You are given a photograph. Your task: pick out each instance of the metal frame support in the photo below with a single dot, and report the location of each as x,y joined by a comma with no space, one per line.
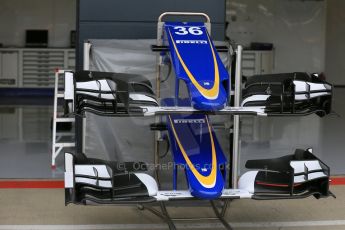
164,215
86,56
58,146
236,129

### Problem description
Turn the records above into a Markdown table with two columns, No. and Line text, giving each non-blank line its own numbered row. Leave the pictures out of your answer.

### Worked solution
| No. | Line text |
|---|---|
| 1 | You are given a photograph. Your task: pick out each instance of the metal frame support in the photo below with a single dot, and report the location of each as x,y joined by a comma with no space, one per line. |
| 2 | 164,215 |
| 3 | 86,56 |
| 4 | 58,146 |
| 5 | 236,129 |